*Texte fourni*
Yuji Naka : Bien que ce fût intense, c'était vraiment très intéressant. Lors du développement de Sonic 2, environ la moitié du staff était étrangère. Du coup, comme on communiquait en anglais, il était difficile d'indiquer certaines petites subtilités. D'ailleurs, c'est pour cette raison si des stages dans le 2 ont des teintes légèrement différentes. Donc pour le 3, afin qu'il y ait plus de Japonais, on en a fait venir du pays, et Iizuka en faisait partie. Tu t'occupes de la série depuis 1993 non ? Waouh c'est incroyable !

Takashi Iizuka : La première fois que j'ai rencontré Yuji Naka en Amérique il a dit : " Mais on ne m'envoie que des petits nouveaux ? " (rires)

Yuji Naka : En y repensant aujourd'hui, je suis reconnaissant, mais à ce moment on était dans une impasse et je souhaitais que l'on m'envoie des personnes d'expérience (rire crispé). Toutefois ils se sont très bien adaptés au travail et on a plus ou moins réussi à être dans les temps avec Sonic 3.

--Du coup, les grandes maps, c'est le fruit du sang et de la sueur de Yasuhara et Iizuka ? (rire).

Yuji Naka : De plus, lorsque Iizuka est arrivé en janvier 1993, on essayait le SVP (pour SEGA Virtua Processor, un DSP permettant de gérer la 3D ; Virtua Racing est le seul titre l'exploitant commercialement), pour faire un titre 3D que l'on nommait Sonic 3D. On n'en était encore qu'au niveau des travaux préliminaires, et on avait fait une démo dans laquelle on pouvait courir sur un terrain de forme sphérique ressemblant un peu à la planète de Maître Kaio de Dragon Ball.

C'est à ce degré d'avancement, alors qu'on se demandait comment intégrer cela dans le jeu, que le contrat avec McDonald's fut signé pour les Happy Meal en 1993. L'entreprise nous ordonna d'être impérativement dans les temps, la production du SVP était long, et on ne pouvait pas être dans les délais avec un titre en 3D comme on était partis à le faire. Et donc pour finir le jeu il ne nous restait environ que 6 mois, ce fut un gros combat. Du coup, sur les 3 premiers épisodes, c'est ce dernier qui bénéficia du temps de développement le plus court.

*Extrait de données*
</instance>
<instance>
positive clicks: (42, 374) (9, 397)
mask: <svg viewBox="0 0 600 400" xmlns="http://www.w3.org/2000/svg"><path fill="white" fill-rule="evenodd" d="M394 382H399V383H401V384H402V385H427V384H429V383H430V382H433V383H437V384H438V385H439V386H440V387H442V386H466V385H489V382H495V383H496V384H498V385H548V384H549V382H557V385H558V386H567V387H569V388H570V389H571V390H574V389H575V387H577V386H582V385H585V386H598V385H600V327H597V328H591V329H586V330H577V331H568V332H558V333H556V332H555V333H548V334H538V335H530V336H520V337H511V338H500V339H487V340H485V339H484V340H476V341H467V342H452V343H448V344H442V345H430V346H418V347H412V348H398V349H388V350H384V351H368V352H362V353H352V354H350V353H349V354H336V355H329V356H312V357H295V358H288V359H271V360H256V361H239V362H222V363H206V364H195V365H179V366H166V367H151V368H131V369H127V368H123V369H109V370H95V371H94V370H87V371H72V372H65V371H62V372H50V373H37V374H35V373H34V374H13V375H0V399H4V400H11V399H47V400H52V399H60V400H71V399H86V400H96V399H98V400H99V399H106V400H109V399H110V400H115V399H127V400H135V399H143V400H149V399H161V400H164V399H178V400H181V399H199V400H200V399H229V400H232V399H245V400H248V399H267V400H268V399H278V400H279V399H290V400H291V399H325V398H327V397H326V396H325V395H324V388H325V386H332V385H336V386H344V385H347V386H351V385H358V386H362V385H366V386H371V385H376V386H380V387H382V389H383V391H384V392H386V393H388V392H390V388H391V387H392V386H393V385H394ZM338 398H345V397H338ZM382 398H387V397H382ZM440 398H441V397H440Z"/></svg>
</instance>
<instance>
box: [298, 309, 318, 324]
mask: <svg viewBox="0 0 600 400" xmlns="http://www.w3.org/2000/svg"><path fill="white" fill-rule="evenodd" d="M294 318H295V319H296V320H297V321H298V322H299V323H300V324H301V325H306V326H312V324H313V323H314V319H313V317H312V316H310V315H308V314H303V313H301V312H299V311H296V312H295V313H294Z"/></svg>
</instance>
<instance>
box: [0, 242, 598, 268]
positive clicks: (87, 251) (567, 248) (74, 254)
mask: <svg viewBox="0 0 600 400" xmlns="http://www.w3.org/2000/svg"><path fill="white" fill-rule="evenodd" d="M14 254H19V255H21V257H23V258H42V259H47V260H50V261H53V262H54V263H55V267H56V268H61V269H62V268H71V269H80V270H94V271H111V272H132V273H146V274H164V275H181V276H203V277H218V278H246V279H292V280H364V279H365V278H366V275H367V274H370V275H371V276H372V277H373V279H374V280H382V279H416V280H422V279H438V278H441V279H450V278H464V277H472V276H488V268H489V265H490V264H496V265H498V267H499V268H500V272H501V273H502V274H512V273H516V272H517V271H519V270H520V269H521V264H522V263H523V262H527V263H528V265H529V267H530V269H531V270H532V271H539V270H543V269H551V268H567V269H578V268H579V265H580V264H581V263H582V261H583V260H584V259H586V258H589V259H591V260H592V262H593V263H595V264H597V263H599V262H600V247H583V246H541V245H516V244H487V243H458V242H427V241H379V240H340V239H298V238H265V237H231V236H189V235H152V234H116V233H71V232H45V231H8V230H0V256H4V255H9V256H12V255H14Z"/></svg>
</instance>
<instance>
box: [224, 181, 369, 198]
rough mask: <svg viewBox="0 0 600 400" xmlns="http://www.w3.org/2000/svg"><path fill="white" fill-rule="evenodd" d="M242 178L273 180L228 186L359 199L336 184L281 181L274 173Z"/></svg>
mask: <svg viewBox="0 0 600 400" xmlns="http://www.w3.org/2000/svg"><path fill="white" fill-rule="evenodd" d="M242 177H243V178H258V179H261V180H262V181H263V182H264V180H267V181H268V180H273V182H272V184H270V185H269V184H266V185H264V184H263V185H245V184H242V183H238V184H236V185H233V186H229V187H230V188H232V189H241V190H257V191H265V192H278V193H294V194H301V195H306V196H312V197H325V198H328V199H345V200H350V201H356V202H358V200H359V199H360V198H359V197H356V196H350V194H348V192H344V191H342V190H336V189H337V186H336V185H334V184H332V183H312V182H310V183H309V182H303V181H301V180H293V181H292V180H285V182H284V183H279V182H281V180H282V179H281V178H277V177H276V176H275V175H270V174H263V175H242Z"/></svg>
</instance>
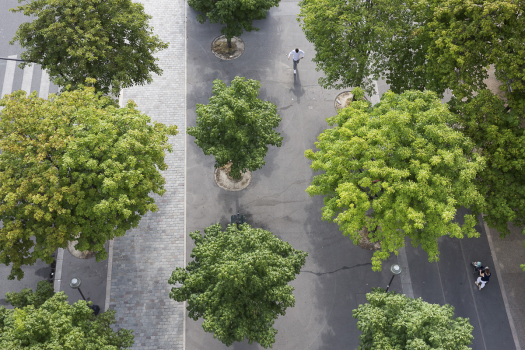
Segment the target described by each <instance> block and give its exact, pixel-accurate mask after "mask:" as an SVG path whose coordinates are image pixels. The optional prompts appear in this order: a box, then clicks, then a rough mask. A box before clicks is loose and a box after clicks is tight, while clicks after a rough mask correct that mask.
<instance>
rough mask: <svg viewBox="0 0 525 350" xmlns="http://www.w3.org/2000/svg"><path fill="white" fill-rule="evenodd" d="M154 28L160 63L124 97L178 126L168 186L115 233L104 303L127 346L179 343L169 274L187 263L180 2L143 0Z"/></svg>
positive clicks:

*Énoncé 1*
Recopiez le passage de l'entretien compris entre "Yuji Naka : En" et "avec Sonic 3.", inclus, en renommant "personnes d'expérience" en "développeurs chevronnés".
*Énoncé 2*
Veuillez indiquer, d'après l'entretien, en quelle année le contrat avec McDonald's pour les Happy Meal fut signé.
Vous n'avez pas besoin des enregistrements ici.

*Zone de réponse 1*
Yuji Naka : En y repensant aujourd'hui, je suis reconnaissant, mais à ce moment on était dans une impasse et je souhaitais que l'on m'envoie des développeurs chevronnés (rire crispé). Toutefois ils se sont très bien adaptés au travail et on a plus ou moins réussi à être dans les temps avec Sonic 3.

*Zone de réponse 2*
En 1993.